**SET TASK**. Extract every line of each entry below and reproduce it character for character, without any changes.

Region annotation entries
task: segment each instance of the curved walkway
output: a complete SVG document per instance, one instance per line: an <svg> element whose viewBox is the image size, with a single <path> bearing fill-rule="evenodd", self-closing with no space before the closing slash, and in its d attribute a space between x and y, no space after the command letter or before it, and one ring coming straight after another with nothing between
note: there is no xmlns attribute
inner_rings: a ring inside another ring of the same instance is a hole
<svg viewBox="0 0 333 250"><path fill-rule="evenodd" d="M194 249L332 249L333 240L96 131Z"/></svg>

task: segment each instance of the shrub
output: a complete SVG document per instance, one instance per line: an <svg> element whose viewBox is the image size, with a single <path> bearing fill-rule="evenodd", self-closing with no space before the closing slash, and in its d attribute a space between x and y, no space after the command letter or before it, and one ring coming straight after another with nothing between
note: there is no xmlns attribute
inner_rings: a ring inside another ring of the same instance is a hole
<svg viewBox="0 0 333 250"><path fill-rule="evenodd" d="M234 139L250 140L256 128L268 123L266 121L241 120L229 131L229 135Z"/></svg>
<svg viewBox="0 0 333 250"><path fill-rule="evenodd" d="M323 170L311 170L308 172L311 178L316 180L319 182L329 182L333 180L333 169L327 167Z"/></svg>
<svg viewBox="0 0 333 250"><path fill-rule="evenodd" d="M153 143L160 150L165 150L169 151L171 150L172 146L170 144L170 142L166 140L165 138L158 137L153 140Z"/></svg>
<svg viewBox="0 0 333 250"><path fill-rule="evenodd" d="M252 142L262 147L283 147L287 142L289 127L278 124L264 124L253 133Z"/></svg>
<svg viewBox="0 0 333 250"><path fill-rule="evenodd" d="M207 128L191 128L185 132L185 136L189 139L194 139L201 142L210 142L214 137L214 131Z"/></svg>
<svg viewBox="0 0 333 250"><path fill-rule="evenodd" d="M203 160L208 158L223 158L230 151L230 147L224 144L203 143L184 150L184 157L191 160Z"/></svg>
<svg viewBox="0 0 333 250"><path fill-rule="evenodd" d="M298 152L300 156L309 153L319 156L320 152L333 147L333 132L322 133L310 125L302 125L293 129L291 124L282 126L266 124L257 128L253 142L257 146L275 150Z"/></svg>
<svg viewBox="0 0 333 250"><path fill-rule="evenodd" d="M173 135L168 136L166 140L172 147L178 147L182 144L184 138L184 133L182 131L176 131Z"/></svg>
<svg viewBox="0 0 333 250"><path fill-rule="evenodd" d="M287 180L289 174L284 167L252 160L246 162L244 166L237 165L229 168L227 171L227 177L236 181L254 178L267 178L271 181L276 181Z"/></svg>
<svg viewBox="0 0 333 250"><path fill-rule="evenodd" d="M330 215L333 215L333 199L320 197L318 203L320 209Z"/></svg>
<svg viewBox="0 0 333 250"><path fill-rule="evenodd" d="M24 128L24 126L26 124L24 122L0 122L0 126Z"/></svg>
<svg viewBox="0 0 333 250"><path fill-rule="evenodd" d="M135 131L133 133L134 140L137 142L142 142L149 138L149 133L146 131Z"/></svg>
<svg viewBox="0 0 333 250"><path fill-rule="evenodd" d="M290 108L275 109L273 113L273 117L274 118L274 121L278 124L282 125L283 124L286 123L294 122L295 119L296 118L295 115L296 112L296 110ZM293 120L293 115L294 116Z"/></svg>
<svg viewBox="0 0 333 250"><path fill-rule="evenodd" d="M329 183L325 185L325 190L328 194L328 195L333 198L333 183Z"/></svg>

**TASK SOLUTION**.
task: segment each instance of the curved walkway
output: a complete SVG document per instance, one instance per line: an <svg> element whose viewBox is the image size, with a single <path> bearing fill-rule="evenodd", self-closing with no space before the closing slash, and in its d attribute a space between x and y, no space after the command letter or before it, and one ring coming straight after another with nothing between
note: there is no xmlns attribute
inner_rings: a ring inside another ring of the same instance is a hole
<svg viewBox="0 0 333 250"><path fill-rule="evenodd" d="M194 249L332 249L333 240L96 131Z"/></svg>

task: segment each instance of the shrub
output: a complete SVG document per instance, one instance per line: an <svg> element whose viewBox is the image size, with a single <path> bearing fill-rule="evenodd", self-closing with no space before the closing slash, and in its d attribute a space between x and y, no space after the command letter or before it, and one ring coming straight after another with nothing between
note: there is no xmlns attribute
inner_rings: a ring inside another ring of the same instance is a hole
<svg viewBox="0 0 333 250"><path fill-rule="evenodd" d="M234 139L250 140L256 128L268 123L266 121L241 120L229 131L229 135Z"/></svg>
<svg viewBox="0 0 333 250"><path fill-rule="evenodd" d="M323 170L311 170L308 172L311 178L316 180L319 182L329 182L333 180L333 169L327 167Z"/></svg>
<svg viewBox="0 0 333 250"><path fill-rule="evenodd" d="M153 143L160 150L165 150L169 151L171 150L172 146L170 144L170 142L166 140L165 138L158 137L153 140Z"/></svg>
<svg viewBox="0 0 333 250"><path fill-rule="evenodd" d="M252 142L262 147L283 147L287 142L289 127L278 124L264 124L253 133Z"/></svg>
<svg viewBox="0 0 333 250"><path fill-rule="evenodd" d="M207 128L191 128L185 132L185 136L189 139L194 139L201 142L210 142L214 137L214 131Z"/></svg>
<svg viewBox="0 0 333 250"><path fill-rule="evenodd" d="M203 160L208 158L223 158L230 151L230 147L224 144L203 143L184 150L184 157L191 160Z"/></svg>
<svg viewBox="0 0 333 250"><path fill-rule="evenodd" d="M298 152L300 156L309 153L319 156L320 152L333 147L333 132L322 133L310 125L302 125L293 129L291 124L282 126L266 124L257 128L253 142L257 146L275 150Z"/></svg>
<svg viewBox="0 0 333 250"><path fill-rule="evenodd" d="M173 135L168 136L166 140L172 147L178 147L182 144L184 138L184 133L182 131L176 131Z"/></svg>
<svg viewBox="0 0 333 250"><path fill-rule="evenodd" d="M287 180L289 174L284 167L252 160L246 162L244 166L237 165L229 168L227 171L227 177L236 181L254 178L267 178L271 181L276 181Z"/></svg>
<svg viewBox="0 0 333 250"><path fill-rule="evenodd" d="M330 215L333 215L333 199L320 197L318 203L320 209Z"/></svg>
<svg viewBox="0 0 333 250"><path fill-rule="evenodd" d="M24 128L24 126L26 124L24 122L0 122L0 126Z"/></svg>
<svg viewBox="0 0 333 250"><path fill-rule="evenodd" d="M135 131L133 133L134 140L137 142L142 142L149 138L149 133L146 131Z"/></svg>
<svg viewBox="0 0 333 250"><path fill-rule="evenodd" d="M290 108L275 109L273 113L273 117L274 118L274 121L278 124L282 125L283 124L286 123L294 122L295 119L296 118L295 115L296 112L296 110ZM293 120L293 115L294 116Z"/></svg>
<svg viewBox="0 0 333 250"><path fill-rule="evenodd" d="M329 183L325 185L325 190L328 194L328 195L333 198L333 183Z"/></svg>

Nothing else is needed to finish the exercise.